PROBLEM STATEMENT = Reproduce the stretch of entries from their start through the line that contains "column 310, row 68" word for word, leaving the pictures out of your answer.

==== PROVIDED RECORDS

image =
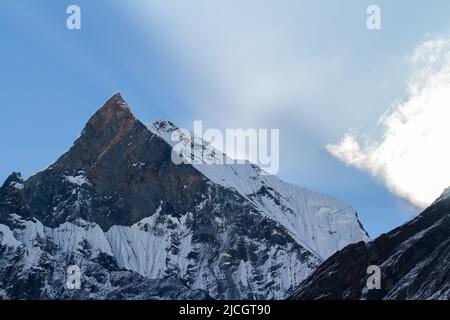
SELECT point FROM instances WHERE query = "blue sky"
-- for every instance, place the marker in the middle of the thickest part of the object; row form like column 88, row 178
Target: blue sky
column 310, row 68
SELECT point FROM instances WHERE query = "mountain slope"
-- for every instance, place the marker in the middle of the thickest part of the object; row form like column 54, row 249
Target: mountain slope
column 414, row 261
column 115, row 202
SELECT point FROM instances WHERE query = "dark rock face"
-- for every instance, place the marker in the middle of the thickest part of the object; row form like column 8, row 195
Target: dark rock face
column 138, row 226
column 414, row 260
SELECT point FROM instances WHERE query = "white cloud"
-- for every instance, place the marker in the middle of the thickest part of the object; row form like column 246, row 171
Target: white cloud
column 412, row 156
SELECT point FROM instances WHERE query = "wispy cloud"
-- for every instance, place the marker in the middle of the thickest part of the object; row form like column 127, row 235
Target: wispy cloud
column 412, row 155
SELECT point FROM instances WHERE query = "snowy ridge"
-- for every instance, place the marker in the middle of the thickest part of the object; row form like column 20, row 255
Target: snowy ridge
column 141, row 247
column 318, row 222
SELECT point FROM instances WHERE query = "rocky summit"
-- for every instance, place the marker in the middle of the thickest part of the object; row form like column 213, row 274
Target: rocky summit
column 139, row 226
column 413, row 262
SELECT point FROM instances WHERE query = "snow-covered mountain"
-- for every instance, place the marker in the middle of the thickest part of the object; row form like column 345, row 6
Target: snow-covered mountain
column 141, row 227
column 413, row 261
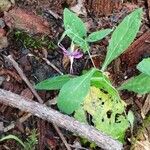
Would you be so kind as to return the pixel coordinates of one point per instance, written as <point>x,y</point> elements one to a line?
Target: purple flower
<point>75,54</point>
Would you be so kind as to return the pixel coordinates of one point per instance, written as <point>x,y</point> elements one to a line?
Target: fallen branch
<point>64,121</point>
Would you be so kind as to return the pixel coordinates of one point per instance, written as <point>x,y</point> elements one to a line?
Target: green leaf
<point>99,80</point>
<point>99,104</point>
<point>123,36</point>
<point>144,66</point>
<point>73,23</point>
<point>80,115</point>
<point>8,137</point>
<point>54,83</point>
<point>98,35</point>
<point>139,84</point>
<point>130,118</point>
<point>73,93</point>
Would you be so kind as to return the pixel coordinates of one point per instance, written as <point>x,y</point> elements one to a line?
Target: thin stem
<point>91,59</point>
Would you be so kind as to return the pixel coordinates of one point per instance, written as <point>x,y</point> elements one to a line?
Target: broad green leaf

========

OUTPUT FOR THIS EXERCISE =
image =
SELECT point FROM instances WHERE query = "blue sky"
-- for every instance, place the marker in the middle of the thickest part of the object; row form like column 88, row 178
Target: blue sky
column 310, row 68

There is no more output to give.